CONSIGNE: Écrivez la suite de l'extrait sur le roman Amours manquées, en reprenant juste après sa dernière phrase.

EXTRAIT:

::::::::::

AMOURS MANQUÉES, un roman de Susie Boyt.

Published by

on

LITTÉRATURE CONTEMPORAINE

Éditions La Croisée

Ruth, professeure à Londres, n’a presque plus de contact avec sa fille Eleanor, toxicomane qui vit dans les bas quartiers. Elle s’en accommode, mais lorsqu’Eleanor a un bébé, Lily, Ruth n’écoute que son instinct et commet un acte ambigu : elle revoit sa fille, mais prend l’enfant avec elle et tente de la couper de sa mère. Au fil des ans, dans ce huis clos familial nimbé de tendresse mais aussi d’angoisses et de culpabilité, trois vies vont se lier et se délier.

Dans la veine de Claire Keegan, Susie Boyt met en scène avec une précision redoutable la question cruciale du noyau familial, dans sa douceur et sa cruauté. Avec une grande finesse psychologique, au fil d’une plume d’une beauté classique envoûtante, Amours manquées expose au grand jour les liens maternels tranchés, les amours empêchées par les affres de la vie. Traduit de l’anglais par Stéphane Vanderhaeghe.

Ma note : 4,5/5

De mères en filles

L’amour est un sentiment étrange. On peut le donner sans commune mesure, sans rien attendre, le voir grandir, s’épanouir, se délier, se lier, réchauffant avant tout le cœur. Cependant l’amour n’a aucune obligation d’être rendu. Alors, il peut être maladroit, absent, parfois violent dans ce silence morbide. En général, il est ce ciment invisible qui lie les gens d’une même famille, des amoureux, des enfants et leurs parents et bien plus.

::::::::::

DONNÉES ENREGISTRÉES:
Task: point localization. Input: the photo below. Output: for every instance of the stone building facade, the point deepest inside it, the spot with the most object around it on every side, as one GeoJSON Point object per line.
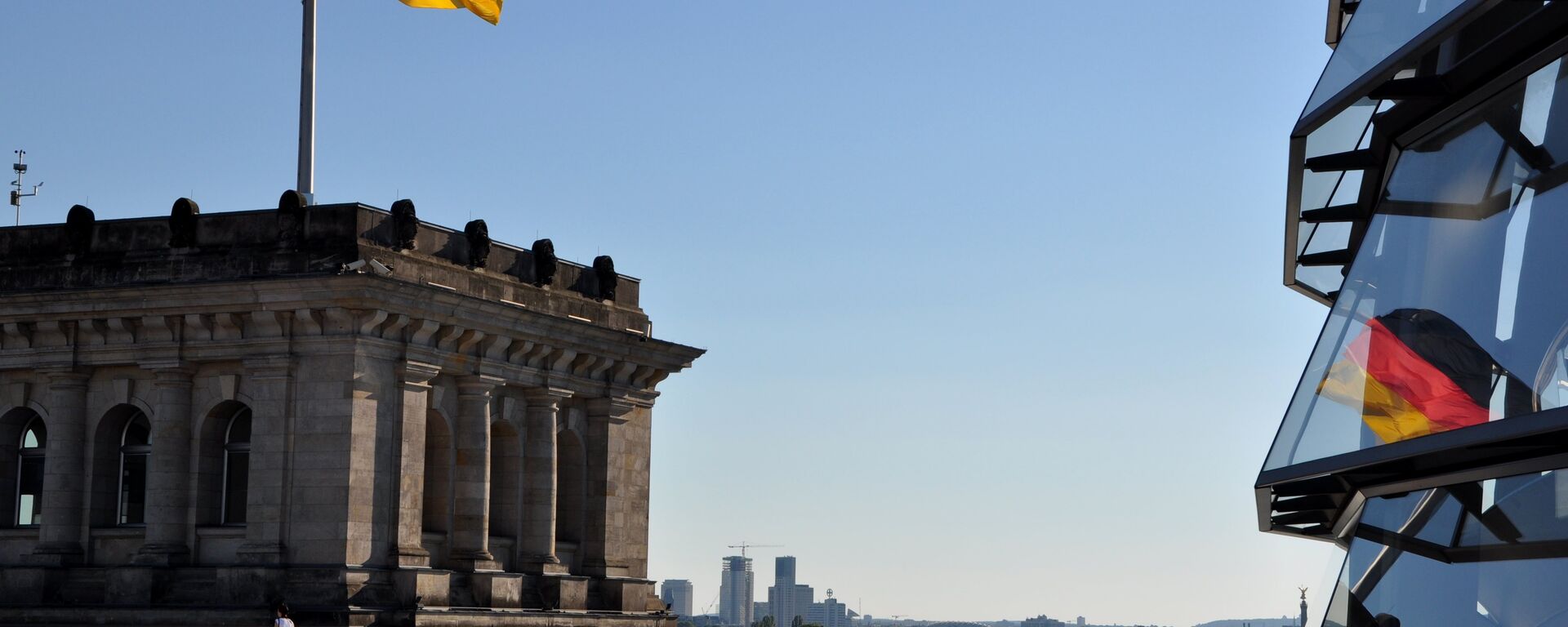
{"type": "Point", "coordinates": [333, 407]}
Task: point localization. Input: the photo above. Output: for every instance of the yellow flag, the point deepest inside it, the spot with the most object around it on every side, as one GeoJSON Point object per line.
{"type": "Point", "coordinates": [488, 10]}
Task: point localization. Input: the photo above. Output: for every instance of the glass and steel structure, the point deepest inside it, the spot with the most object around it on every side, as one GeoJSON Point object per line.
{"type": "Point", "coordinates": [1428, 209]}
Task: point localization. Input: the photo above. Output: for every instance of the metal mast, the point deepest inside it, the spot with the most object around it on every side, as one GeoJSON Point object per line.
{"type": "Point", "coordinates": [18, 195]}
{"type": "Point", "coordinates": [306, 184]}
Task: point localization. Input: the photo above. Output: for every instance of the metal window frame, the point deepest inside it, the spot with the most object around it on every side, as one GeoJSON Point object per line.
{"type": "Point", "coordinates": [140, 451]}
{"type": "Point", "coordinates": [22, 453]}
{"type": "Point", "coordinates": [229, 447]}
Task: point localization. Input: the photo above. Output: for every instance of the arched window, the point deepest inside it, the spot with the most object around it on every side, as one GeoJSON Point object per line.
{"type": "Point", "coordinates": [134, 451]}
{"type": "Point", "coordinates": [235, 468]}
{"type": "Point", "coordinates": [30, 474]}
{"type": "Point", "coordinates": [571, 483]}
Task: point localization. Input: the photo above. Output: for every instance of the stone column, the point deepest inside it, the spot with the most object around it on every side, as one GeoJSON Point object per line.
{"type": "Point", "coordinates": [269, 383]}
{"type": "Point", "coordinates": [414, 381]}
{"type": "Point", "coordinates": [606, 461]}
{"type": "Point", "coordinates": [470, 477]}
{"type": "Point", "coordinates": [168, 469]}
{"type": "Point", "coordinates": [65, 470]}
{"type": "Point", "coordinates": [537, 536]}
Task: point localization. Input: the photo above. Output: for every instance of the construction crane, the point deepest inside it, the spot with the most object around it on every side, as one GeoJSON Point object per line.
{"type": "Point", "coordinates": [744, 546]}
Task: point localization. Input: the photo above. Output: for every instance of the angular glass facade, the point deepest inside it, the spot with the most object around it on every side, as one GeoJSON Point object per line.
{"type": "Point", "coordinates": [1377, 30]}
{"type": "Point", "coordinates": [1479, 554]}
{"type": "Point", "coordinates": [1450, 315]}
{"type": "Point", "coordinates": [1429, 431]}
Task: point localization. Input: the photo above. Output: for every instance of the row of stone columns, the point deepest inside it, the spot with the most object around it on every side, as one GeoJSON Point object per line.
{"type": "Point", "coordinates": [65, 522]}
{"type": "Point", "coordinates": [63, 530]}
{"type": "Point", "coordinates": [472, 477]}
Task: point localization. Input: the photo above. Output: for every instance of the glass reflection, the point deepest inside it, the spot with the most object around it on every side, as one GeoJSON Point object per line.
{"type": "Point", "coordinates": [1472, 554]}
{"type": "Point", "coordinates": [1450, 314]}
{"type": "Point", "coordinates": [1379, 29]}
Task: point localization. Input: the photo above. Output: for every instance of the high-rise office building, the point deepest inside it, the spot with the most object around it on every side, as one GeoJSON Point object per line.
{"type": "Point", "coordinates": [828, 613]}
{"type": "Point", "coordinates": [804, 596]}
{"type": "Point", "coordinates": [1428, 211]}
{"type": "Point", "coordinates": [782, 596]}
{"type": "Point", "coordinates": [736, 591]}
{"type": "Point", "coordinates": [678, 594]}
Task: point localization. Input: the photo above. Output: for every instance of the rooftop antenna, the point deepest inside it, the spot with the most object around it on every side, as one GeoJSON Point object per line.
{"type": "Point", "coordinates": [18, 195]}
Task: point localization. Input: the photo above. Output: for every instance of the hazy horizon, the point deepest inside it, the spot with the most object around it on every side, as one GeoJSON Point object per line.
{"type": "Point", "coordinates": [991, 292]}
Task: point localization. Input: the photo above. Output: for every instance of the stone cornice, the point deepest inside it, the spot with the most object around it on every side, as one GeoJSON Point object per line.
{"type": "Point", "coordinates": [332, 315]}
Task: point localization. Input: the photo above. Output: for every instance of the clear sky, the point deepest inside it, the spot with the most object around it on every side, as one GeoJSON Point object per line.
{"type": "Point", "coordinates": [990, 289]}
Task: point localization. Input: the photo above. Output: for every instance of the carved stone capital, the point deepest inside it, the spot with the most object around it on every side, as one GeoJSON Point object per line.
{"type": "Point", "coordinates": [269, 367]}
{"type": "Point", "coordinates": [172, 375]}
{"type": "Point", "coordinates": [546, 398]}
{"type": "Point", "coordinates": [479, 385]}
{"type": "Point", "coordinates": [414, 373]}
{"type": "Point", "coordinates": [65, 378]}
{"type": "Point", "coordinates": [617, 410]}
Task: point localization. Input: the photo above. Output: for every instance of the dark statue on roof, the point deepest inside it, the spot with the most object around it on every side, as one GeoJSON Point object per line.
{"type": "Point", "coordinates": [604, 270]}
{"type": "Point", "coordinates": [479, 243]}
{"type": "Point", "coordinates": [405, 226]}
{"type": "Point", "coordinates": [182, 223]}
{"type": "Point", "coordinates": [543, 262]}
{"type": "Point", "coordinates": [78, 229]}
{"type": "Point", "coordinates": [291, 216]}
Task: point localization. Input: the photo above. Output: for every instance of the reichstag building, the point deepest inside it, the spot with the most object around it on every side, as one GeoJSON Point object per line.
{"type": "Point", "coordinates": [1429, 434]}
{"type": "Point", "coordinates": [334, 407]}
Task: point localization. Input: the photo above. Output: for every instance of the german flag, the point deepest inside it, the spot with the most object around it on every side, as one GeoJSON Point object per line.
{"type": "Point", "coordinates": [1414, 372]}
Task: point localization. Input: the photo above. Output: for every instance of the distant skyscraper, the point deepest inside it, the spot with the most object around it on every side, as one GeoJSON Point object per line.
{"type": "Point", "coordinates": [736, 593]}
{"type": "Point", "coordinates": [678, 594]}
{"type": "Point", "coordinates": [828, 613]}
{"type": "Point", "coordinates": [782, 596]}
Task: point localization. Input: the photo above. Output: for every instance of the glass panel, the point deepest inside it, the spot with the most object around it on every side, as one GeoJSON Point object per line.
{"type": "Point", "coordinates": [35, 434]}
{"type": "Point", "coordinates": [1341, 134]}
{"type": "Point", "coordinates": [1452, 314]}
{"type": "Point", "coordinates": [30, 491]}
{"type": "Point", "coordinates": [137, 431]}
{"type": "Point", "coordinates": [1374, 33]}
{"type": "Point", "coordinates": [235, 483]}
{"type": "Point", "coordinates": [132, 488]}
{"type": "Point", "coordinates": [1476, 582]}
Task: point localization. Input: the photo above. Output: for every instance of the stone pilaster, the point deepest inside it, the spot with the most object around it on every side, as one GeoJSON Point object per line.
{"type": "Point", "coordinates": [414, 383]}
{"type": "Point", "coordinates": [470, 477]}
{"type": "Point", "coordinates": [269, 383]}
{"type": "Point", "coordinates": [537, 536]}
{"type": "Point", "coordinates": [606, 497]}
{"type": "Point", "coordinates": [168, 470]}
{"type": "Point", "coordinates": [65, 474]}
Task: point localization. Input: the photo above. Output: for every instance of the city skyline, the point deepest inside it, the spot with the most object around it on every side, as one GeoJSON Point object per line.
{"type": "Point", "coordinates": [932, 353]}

::::::::::

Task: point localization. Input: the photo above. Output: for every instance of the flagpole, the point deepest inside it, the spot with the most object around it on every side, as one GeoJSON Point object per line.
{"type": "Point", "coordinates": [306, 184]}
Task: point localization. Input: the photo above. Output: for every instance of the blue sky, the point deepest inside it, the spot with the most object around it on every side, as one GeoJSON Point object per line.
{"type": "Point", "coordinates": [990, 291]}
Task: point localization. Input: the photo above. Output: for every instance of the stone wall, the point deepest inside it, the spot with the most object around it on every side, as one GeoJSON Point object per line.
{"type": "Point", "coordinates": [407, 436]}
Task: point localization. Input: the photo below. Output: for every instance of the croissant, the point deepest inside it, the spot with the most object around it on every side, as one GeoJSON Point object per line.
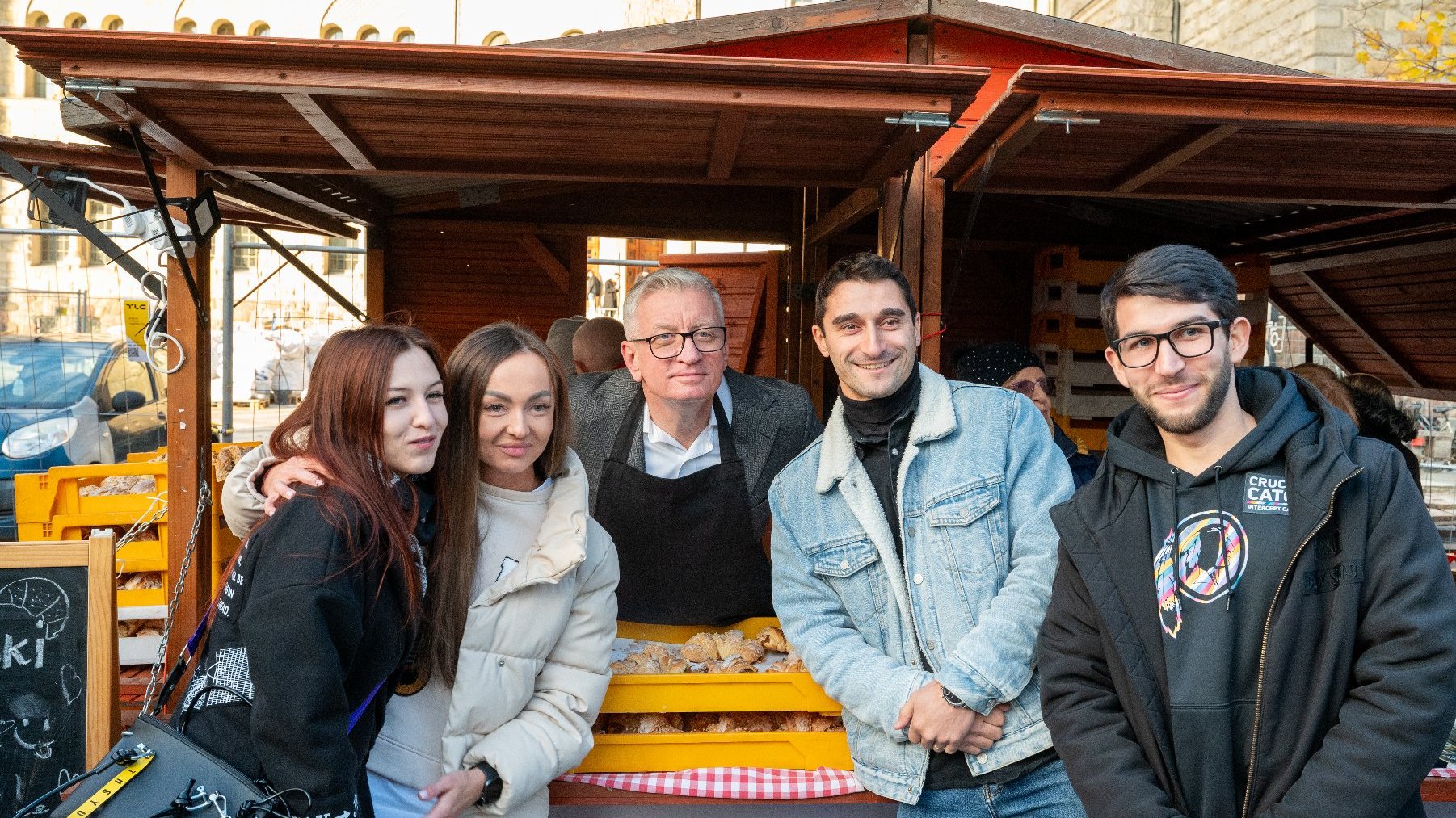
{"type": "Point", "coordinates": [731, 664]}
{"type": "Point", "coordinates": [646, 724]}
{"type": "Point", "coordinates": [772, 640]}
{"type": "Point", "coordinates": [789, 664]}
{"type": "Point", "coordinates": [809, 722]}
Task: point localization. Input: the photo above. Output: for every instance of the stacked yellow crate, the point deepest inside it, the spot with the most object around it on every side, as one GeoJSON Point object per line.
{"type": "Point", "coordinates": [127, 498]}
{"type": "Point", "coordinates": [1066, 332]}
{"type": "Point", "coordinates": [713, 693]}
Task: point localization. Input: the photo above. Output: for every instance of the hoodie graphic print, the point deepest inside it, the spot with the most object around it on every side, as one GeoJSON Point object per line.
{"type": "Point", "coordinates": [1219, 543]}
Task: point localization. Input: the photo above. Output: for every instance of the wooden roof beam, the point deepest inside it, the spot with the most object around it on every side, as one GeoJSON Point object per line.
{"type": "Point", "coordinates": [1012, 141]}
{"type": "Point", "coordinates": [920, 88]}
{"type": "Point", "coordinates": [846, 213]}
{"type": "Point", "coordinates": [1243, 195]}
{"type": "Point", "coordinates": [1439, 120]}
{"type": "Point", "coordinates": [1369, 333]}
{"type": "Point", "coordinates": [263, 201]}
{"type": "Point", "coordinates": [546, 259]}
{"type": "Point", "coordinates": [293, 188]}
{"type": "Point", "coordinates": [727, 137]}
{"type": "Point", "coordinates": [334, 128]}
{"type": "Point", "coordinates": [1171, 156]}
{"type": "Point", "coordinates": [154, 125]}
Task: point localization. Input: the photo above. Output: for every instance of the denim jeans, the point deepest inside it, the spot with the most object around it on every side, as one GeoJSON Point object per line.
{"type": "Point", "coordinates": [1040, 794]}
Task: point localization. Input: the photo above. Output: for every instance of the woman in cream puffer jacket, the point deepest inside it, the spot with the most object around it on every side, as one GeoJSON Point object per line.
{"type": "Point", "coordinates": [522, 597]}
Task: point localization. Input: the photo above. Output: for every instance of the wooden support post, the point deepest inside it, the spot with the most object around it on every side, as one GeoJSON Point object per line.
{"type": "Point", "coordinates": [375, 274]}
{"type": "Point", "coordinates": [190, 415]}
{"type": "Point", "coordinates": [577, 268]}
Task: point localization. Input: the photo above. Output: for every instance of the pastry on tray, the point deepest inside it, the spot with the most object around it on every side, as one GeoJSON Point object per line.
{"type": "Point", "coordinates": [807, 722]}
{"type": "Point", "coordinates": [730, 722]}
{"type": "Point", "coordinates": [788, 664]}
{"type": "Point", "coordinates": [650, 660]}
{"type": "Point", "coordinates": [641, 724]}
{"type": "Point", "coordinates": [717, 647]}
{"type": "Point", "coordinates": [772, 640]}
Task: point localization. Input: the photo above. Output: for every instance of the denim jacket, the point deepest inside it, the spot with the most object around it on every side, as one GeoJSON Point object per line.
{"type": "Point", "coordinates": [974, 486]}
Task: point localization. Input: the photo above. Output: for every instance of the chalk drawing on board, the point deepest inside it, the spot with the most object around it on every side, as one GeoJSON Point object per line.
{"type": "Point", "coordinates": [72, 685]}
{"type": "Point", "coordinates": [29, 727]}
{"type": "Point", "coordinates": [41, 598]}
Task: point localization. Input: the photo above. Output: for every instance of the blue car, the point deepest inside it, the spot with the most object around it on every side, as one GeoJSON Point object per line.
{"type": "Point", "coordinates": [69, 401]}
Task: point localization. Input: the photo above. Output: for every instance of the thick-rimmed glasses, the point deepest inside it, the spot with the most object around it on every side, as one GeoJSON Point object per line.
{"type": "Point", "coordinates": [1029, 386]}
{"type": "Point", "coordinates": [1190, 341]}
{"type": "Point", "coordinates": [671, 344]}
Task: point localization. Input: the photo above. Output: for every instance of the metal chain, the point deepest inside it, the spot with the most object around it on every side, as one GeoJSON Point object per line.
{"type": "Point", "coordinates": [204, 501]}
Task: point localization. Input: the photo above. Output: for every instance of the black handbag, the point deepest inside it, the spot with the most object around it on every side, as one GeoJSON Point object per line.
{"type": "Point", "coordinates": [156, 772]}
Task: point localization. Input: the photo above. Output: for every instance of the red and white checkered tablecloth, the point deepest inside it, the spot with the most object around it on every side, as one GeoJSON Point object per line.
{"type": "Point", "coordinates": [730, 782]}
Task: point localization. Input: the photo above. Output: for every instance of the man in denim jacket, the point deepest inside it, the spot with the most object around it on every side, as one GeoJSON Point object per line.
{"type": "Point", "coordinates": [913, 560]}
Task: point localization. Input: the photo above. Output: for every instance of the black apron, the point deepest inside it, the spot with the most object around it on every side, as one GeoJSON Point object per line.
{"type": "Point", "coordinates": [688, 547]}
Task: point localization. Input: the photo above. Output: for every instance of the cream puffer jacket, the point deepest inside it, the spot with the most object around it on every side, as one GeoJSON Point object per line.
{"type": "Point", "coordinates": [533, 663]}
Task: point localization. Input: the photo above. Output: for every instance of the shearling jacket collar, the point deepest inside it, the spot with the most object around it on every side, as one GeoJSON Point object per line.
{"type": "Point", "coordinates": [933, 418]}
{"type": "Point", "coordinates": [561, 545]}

::::::::::

CORRIGÉ:
 

Comment être la mère de sa fille toxicomane ? Comment être la grand-mère d’une petite fille innocente ? Comment taire le passé violent qui unit toutes les femmes de cette famille ? Comment avancer dans l’absence des pères ?

 

Pas-à-pas, autour d’ellipses, Susie Boyt dépeint l’histoire de ses femmes confrontées à la pauvreté et à la violence de l’abandon. L’amour comme seule arme, les livres comme seul bouclier, et toute la vie pour bâtir la sécurité d’un foyer. Pourtant, sa fille a été, malgré tout, son échec et sa petite-fille, sa rédemption. Au cœur de cette intimité déchirante, Susie Boyt nous plonge dans les affres douloureuses des histoires de famille. Elle enlève le voile de la disgrâce. Elle magnifie ces petits détails de vie. Et, raconte la vie, l’amour avec force et courage. L’abandon, la résignation, la honte, la colère côtoient l’amour avec maladresse et tendresse. 

 

Ce premier roman est à couper le souffle. Portée par une plume intense, l’histoire nous propulse dans le maelström des émotions et l’intrinsèque des liens de ces femmes se battant contre leurs propres démons. La lâcheté, la fuite, ce geste d’accaparement, sont tout autant des preuves de faiblesse et la marque d’un amour incommensurable ou non considéré où l’espoir en serait la clef.